** AIM OF THE EXERCISE **
Count the lines in the records below that contain the word "athletic", and give only that number.

═══ EXCERPTED DATA

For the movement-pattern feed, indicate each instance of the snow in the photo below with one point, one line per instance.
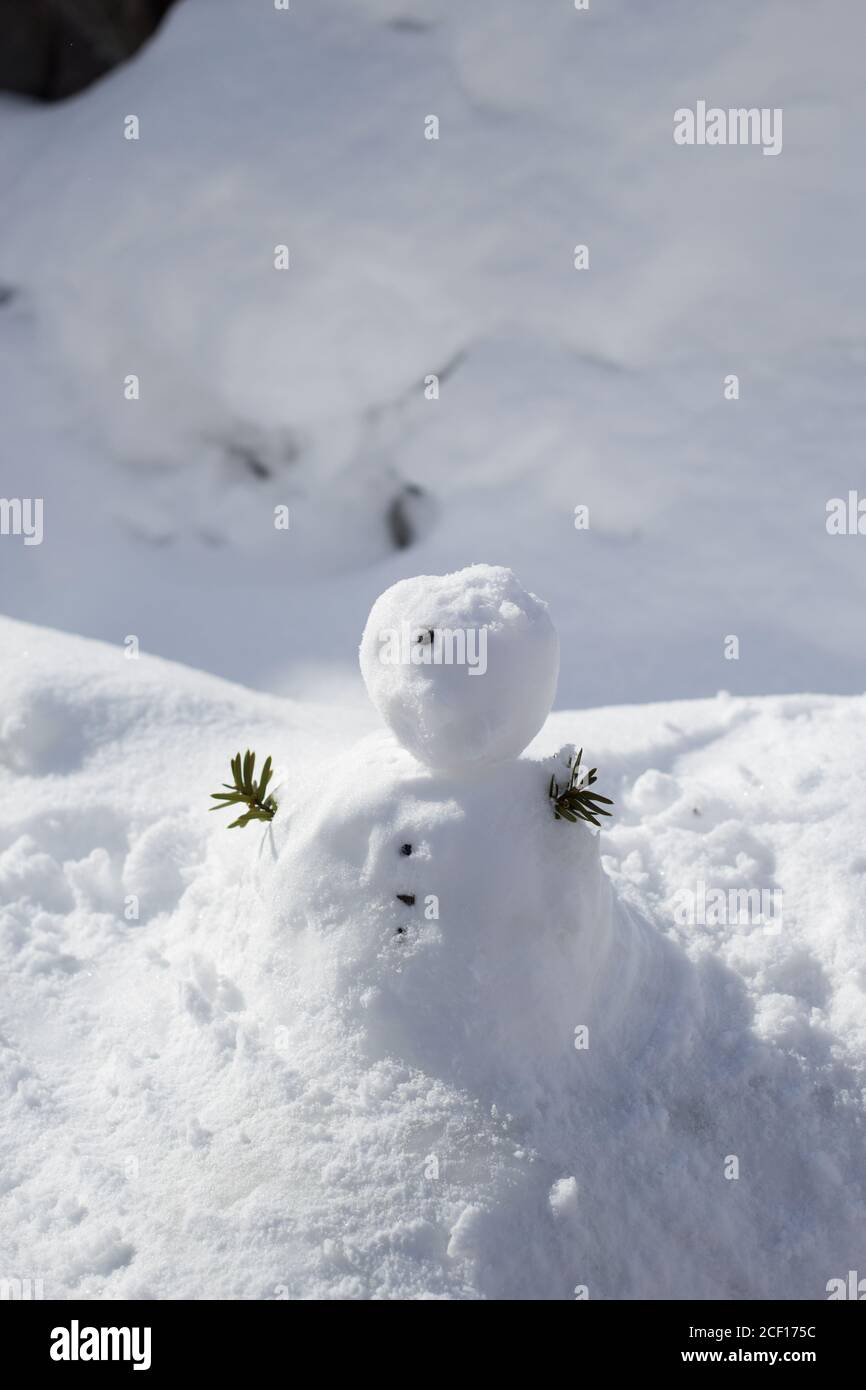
(460, 666)
(257, 1089)
(237, 1064)
(559, 388)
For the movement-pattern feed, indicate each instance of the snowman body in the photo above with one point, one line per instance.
(434, 900)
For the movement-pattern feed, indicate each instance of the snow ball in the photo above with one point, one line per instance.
(563, 1197)
(462, 666)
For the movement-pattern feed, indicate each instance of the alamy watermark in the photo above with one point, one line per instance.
(736, 125)
(410, 645)
(729, 908)
(21, 516)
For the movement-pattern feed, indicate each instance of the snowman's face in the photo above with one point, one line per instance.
(463, 666)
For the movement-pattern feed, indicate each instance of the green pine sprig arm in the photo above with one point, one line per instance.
(246, 791)
(576, 802)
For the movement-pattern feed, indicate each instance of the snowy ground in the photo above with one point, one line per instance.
(177, 1133)
(188, 1121)
(409, 256)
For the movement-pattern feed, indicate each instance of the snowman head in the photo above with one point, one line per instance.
(462, 666)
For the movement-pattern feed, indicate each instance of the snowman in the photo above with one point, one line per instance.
(423, 886)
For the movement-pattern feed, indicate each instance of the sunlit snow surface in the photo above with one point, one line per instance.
(559, 388)
(249, 1091)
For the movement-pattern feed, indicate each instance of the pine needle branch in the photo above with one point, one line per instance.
(574, 801)
(243, 790)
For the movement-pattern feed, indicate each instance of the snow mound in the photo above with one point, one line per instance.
(230, 1093)
(399, 900)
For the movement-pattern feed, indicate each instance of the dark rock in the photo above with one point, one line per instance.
(50, 49)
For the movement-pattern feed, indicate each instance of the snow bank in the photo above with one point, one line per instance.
(196, 1111)
(452, 257)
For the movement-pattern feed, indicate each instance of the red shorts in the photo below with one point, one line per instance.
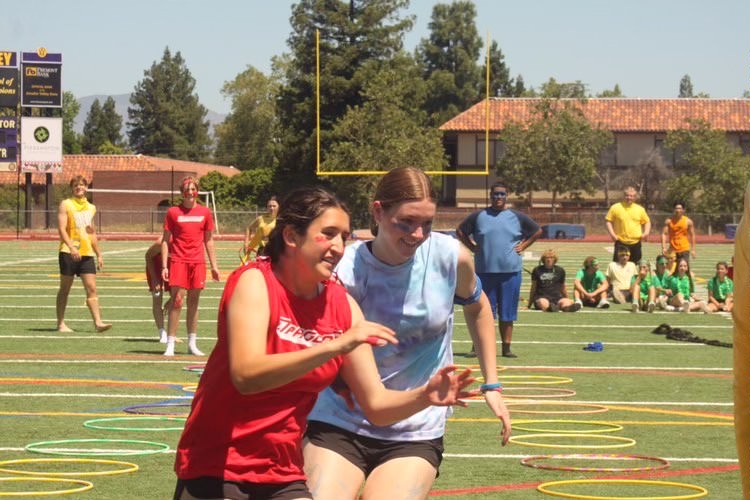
(153, 281)
(188, 275)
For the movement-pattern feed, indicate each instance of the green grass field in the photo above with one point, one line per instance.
(673, 399)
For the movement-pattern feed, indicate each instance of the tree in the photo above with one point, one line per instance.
(101, 130)
(71, 140)
(387, 130)
(615, 92)
(248, 137)
(557, 150)
(501, 84)
(686, 87)
(710, 172)
(449, 57)
(166, 118)
(351, 33)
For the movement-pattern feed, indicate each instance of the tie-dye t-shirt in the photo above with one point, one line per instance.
(415, 299)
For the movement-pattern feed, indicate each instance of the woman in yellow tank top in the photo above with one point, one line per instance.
(678, 235)
(257, 233)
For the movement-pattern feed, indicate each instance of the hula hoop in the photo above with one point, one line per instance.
(85, 486)
(660, 462)
(544, 488)
(38, 447)
(130, 467)
(607, 426)
(93, 424)
(552, 392)
(144, 409)
(195, 368)
(592, 408)
(622, 442)
(530, 379)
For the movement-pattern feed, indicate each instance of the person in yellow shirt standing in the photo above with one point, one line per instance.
(256, 235)
(628, 225)
(78, 246)
(678, 234)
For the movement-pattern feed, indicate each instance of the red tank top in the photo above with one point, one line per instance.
(258, 438)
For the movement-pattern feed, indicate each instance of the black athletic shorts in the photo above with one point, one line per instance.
(70, 267)
(367, 453)
(215, 488)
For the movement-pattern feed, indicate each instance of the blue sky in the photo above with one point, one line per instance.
(645, 46)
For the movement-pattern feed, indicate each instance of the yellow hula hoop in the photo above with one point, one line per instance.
(129, 467)
(622, 442)
(606, 426)
(544, 488)
(85, 486)
(592, 408)
(531, 379)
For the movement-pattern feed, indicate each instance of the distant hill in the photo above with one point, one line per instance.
(122, 101)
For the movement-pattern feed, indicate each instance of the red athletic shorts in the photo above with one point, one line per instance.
(188, 275)
(153, 281)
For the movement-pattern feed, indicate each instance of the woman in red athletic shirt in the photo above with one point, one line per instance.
(285, 331)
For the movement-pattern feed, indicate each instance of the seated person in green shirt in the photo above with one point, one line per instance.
(590, 285)
(642, 288)
(683, 290)
(721, 290)
(660, 280)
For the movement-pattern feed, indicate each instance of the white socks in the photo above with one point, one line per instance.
(170, 347)
(192, 347)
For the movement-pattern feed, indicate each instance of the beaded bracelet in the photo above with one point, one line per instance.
(497, 386)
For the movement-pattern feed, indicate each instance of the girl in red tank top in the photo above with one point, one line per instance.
(285, 331)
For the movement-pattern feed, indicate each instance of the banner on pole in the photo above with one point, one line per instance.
(41, 79)
(8, 79)
(41, 145)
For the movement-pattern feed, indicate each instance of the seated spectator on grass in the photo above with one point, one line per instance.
(660, 279)
(642, 288)
(683, 291)
(548, 291)
(620, 273)
(591, 285)
(721, 290)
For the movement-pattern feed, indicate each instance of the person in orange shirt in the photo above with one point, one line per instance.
(678, 234)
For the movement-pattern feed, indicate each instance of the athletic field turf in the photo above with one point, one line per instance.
(672, 399)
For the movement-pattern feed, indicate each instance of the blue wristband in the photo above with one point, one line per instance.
(497, 386)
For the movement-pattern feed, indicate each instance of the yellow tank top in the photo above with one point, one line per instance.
(264, 226)
(678, 234)
(80, 217)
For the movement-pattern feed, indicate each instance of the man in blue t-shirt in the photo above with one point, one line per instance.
(498, 235)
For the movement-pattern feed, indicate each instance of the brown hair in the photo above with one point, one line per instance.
(298, 210)
(77, 179)
(399, 185)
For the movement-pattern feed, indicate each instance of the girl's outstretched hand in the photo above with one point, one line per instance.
(446, 388)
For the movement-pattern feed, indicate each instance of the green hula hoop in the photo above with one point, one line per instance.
(129, 467)
(39, 447)
(605, 426)
(85, 486)
(544, 488)
(94, 424)
(621, 442)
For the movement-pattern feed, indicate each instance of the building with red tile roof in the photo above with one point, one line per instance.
(639, 127)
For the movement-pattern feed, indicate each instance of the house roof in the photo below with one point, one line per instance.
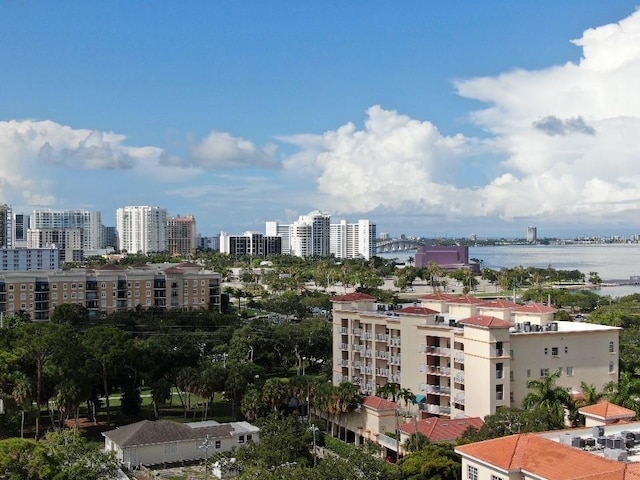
(546, 459)
(442, 429)
(417, 310)
(607, 411)
(535, 308)
(149, 432)
(378, 403)
(438, 296)
(486, 321)
(354, 297)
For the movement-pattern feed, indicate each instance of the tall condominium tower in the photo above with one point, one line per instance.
(142, 229)
(353, 240)
(6, 234)
(181, 235)
(89, 222)
(310, 235)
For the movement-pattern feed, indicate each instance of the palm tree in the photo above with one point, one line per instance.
(548, 398)
(625, 392)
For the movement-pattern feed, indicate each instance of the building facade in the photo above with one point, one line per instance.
(109, 289)
(464, 357)
(181, 235)
(250, 244)
(68, 241)
(6, 234)
(353, 240)
(27, 259)
(142, 229)
(89, 222)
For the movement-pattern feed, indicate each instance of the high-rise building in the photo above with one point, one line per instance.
(251, 244)
(142, 229)
(89, 222)
(6, 233)
(68, 241)
(181, 235)
(21, 225)
(310, 235)
(353, 240)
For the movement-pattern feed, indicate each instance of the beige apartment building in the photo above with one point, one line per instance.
(109, 289)
(462, 356)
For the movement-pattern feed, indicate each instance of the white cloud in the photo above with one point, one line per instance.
(222, 150)
(563, 142)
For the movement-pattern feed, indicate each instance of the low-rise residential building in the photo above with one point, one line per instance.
(164, 442)
(110, 288)
(465, 357)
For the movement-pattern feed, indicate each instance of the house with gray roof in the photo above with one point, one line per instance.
(163, 441)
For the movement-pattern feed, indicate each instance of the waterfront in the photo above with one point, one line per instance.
(612, 262)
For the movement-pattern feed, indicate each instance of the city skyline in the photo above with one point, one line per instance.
(431, 120)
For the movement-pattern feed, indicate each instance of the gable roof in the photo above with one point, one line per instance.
(439, 429)
(378, 403)
(149, 432)
(546, 459)
(607, 411)
(354, 297)
(486, 321)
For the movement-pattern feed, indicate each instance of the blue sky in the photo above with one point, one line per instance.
(430, 118)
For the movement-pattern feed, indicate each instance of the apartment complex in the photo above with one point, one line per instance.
(89, 222)
(68, 241)
(6, 218)
(353, 240)
(110, 288)
(142, 229)
(315, 235)
(462, 356)
(251, 244)
(27, 259)
(181, 235)
(604, 452)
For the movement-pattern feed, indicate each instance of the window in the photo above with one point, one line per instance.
(472, 472)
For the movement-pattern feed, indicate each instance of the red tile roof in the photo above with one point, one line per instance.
(545, 458)
(439, 296)
(417, 310)
(607, 410)
(354, 297)
(377, 403)
(486, 321)
(442, 429)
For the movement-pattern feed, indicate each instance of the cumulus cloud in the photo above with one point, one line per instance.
(221, 150)
(562, 143)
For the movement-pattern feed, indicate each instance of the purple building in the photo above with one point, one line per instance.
(449, 258)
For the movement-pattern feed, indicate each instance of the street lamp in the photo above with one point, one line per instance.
(205, 446)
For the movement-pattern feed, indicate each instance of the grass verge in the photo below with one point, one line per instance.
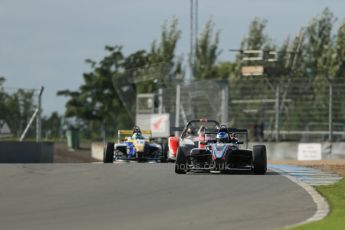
(335, 195)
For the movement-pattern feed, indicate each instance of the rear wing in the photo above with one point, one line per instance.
(130, 132)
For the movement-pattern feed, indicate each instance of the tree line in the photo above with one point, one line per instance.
(97, 107)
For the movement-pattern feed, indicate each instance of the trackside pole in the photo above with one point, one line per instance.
(38, 118)
(177, 116)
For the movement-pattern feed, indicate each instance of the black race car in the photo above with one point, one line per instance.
(217, 149)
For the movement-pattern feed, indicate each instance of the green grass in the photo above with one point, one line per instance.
(335, 195)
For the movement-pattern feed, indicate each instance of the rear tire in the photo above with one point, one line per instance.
(164, 156)
(108, 154)
(259, 159)
(181, 162)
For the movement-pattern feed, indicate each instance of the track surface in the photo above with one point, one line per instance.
(145, 196)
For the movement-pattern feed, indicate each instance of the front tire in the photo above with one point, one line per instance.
(181, 162)
(259, 159)
(108, 154)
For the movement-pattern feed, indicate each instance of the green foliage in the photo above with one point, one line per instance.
(96, 102)
(206, 54)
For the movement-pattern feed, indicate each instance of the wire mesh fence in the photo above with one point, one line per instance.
(271, 108)
(289, 109)
(17, 106)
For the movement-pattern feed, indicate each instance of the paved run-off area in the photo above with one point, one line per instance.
(145, 196)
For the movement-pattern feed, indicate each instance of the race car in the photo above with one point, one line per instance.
(134, 145)
(220, 151)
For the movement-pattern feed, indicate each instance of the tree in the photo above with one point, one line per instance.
(206, 53)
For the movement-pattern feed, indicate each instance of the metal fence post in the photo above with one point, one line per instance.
(277, 113)
(177, 116)
(330, 111)
(225, 102)
(38, 117)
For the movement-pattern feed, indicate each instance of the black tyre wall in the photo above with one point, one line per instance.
(259, 159)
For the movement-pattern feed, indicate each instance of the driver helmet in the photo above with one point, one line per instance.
(137, 136)
(222, 137)
(136, 129)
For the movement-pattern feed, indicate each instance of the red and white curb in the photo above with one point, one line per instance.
(306, 177)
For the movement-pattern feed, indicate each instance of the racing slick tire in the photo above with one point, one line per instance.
(181, 162)
(140, 156)
(108, 153)
(259, 159)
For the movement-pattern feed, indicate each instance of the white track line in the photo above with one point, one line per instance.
(322, 207)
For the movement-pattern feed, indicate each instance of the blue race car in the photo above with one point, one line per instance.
(134, 145)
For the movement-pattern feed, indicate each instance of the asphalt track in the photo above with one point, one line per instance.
(145, 196)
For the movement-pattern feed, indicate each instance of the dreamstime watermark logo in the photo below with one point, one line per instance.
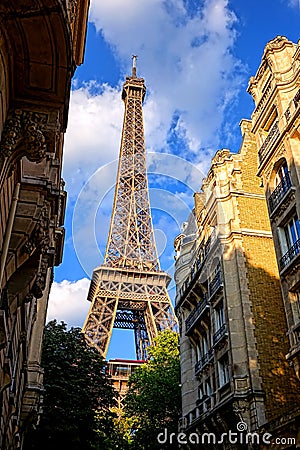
(240, 436)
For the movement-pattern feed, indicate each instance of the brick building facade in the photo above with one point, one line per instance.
(229, 304)
(276, 124)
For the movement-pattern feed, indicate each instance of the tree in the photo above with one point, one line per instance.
(153, 396)
(78, 395)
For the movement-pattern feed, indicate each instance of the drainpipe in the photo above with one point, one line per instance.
(8, 231)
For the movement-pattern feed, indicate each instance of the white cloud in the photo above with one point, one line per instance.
(186, 60)
(68, 302)
(93, 134)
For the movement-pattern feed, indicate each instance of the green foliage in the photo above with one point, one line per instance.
(78, 395)
(153, 398)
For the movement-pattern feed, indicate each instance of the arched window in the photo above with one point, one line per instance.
(282, 174)
(282, 184)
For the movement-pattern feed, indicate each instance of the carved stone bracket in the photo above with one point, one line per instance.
(26, 128)
(40, 237)
(40, 281)
(40, 241)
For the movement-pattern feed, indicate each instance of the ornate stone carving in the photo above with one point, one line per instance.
(26, 128)
(40, 237)
(221, 156)
(40, 281)
(40, 241)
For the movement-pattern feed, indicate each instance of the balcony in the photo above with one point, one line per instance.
(195, 270)
(279, 193)
(270, 139)
(220, 334)
(215, 284)
(289, 255)
(196, 313)
(206, 359)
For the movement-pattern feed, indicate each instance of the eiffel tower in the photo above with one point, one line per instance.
(129, 290)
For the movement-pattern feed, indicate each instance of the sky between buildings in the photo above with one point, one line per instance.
(196, 58)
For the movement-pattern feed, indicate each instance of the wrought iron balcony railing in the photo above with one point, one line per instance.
(271, 137)
(204, 360)
(289, 255)
(220, 333)
(279, 192)
(196, 313)
(196, 268)
(215, 284)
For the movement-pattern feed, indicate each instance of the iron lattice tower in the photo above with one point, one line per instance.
(129, 290)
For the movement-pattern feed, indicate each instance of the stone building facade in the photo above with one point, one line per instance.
(230, 308)
(41, 43)
(276, 124)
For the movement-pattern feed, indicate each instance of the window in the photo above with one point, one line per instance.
(219, 316)
(281, 174)
(207, 387)
(289, 237)
(292, 231)
(200, 392)
(297, 298)
(223, 368)
(204, 344)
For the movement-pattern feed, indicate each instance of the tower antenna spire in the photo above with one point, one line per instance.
(134, 58)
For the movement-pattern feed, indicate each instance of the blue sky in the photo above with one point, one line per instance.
(196, 58)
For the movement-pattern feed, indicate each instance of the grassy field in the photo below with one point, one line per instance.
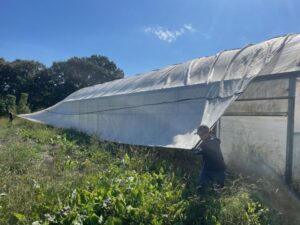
(56, 176)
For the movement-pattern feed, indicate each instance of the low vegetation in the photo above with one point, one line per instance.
(56, 176)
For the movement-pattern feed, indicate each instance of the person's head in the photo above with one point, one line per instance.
(203, 132)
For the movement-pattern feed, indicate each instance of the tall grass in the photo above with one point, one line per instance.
(56, 176)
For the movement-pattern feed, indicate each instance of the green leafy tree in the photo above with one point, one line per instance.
(22, 104)
(2, 106)
(11, 103)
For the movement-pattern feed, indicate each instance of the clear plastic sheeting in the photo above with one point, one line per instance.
(164, 107)
(260, 140)
(296, 151)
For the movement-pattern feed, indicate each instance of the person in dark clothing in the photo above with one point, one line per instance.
(10, 116)
(213, 170)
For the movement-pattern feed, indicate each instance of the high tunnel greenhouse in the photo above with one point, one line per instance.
(251, 94)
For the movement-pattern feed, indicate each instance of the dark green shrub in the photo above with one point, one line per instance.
(22, 104)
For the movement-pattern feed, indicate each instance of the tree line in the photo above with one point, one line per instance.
(27, 85)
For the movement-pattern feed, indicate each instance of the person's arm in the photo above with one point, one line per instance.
(197, 150)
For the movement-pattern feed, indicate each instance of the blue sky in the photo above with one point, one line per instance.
(139, 35)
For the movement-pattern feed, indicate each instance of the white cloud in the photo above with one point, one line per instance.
(168, 35)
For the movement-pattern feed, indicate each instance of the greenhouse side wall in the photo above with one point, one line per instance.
(253, 129)
(296, 152)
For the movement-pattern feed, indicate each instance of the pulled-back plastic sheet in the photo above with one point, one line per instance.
(165, 107)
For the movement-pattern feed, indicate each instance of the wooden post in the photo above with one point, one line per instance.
(290, 131)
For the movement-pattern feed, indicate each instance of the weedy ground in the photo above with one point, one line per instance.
(57, 176)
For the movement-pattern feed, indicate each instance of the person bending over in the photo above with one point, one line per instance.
(213, 169)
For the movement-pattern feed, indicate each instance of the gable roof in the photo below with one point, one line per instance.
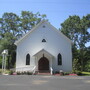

══════

** RESULT OF THIS TASK **
4